## Extrait d'article
21 juin 2025

Joe Sacco sur la guerre à Gaza : « Nous créons en ce moment même les problèmes du futur »

Joe Sacco. ©️CHLOÉ VOLLMER-LO POUR FUTUROPOLIS.


Propos recueillis par Amandine Schmitt

Publié le 6 octobre 2024

Temps de lecture : 9 min.

Légende du BD journalisme, Joe Sacco s’est intéressé à la question palestinienne à de nombreuses reprises. Il y revient dans un pamphlet qui met en cause l’implication des Etats-Unis dans la guerre qui oppose Israël au Hamas. Entretien.

Joe Sacco. ©️CHLOÉ VOLLMER-LO POUR FUTUROPOLIS.


Trente-deux pages en forme d’uppercut. C’est « Guerre à Gaza », le nouvel opus de Joe Sacco, prépublié en épisodes sur le site spécialisé The Comics Journal aux Etats-Unis. Pionnier du BD journalisme, l’auteur américain a souvent traité de la question palestinienne à travers de longs reportages (« Palestine », « Gaza 1956 »). Ici, il raconte avec force et un certain humour grinçant à quel point la guerre qui oppose Israël au Hamas le ronge. Il dénonce avec véhémence le rôle de Joe Biden et interroge notre responsabilité collective. « L’Occident est venu mourir à Gaza », note-t-il. Rencontre avec celui qui juge que le conflit a « des airs d’apocalypse ».


• Vous vous souvenez de ce que vous faisiez quand vous avez entendu parler du raid du Hamas sur Israël le 7 octobre dernier ?

## Données enregistrées
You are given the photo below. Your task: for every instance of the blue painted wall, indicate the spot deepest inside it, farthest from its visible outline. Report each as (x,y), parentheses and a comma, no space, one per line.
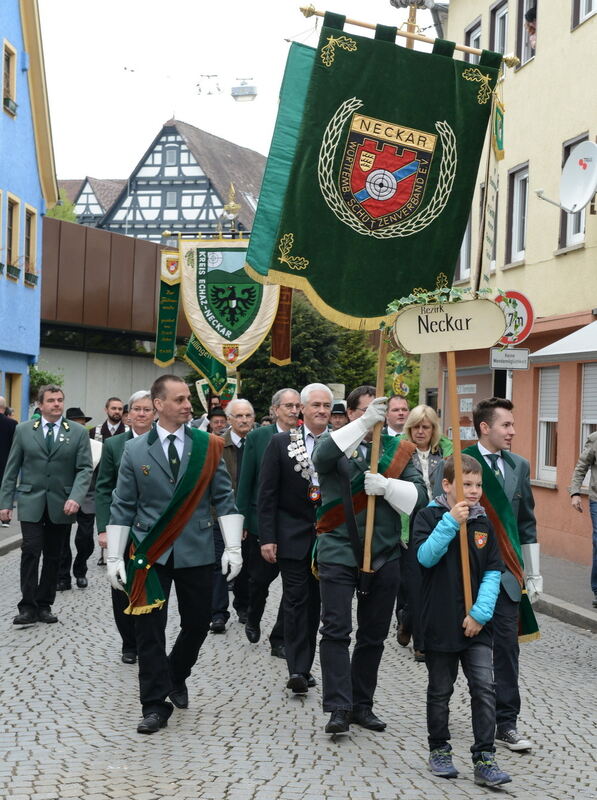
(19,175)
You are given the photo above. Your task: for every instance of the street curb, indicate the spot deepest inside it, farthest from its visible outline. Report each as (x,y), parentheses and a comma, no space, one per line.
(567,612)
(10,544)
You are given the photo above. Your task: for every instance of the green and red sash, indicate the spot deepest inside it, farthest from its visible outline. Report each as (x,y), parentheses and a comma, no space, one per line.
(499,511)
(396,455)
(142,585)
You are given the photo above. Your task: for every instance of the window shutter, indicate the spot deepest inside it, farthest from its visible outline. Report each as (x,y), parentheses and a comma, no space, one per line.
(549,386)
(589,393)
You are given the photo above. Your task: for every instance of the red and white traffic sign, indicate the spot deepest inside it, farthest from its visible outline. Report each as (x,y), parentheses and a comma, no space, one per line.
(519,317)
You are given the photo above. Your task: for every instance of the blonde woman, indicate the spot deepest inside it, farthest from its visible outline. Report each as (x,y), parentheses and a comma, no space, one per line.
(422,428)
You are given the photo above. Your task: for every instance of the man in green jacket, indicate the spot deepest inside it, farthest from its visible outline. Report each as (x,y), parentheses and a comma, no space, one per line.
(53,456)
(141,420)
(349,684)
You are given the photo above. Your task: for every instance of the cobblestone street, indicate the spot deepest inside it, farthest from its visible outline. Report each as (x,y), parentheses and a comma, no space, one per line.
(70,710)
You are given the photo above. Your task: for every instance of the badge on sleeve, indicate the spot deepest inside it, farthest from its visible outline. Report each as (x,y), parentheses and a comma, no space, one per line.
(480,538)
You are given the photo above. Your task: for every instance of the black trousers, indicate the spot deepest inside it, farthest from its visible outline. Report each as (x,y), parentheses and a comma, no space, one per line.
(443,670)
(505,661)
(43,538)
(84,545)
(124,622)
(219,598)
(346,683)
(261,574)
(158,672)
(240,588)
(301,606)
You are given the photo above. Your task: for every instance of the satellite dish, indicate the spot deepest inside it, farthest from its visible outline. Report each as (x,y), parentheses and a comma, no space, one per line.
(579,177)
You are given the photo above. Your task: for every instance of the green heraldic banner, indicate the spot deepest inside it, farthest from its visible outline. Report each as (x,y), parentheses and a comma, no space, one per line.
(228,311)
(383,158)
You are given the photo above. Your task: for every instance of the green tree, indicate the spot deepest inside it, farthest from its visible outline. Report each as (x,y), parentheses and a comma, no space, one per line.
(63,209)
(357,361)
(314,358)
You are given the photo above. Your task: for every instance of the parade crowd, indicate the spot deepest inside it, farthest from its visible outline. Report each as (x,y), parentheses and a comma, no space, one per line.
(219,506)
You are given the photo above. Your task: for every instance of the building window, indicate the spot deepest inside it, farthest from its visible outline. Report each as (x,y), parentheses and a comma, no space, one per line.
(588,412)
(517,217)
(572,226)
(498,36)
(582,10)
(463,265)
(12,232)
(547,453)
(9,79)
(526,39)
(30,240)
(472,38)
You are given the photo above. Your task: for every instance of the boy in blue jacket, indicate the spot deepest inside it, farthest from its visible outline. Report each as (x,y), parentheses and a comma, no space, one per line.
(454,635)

==

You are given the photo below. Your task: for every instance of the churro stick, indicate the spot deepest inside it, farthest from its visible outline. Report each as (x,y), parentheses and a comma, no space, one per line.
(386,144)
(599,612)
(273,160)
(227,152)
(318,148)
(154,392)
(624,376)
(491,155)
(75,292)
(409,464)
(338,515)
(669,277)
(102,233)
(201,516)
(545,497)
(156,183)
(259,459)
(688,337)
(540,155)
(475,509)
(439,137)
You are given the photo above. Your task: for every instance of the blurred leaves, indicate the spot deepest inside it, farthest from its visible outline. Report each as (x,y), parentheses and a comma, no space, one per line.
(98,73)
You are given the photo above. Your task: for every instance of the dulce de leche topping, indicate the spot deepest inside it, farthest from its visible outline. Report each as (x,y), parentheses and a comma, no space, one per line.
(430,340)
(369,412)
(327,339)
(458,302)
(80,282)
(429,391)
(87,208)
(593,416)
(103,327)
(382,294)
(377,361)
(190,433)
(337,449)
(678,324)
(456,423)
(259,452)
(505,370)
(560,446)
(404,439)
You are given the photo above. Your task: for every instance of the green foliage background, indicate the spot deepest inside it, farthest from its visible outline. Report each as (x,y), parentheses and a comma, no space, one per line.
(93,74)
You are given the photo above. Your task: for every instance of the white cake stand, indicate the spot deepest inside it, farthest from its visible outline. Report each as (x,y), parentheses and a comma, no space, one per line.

## Exercices
1. D'après l'article sur Joe Sacco, sur quel site « Guerre à Gaza » a-t-il été prépublié en épisodes ?
2. Indiquez seulement le nombre de lignes des enregistrements qui contiennent la chaîne « background ».
L'article et les enregistrements proviennent de sources différentes.

## Corrigé
1. Sur le site spécialisé The Comics Journal, aux États-Unis.

2. 1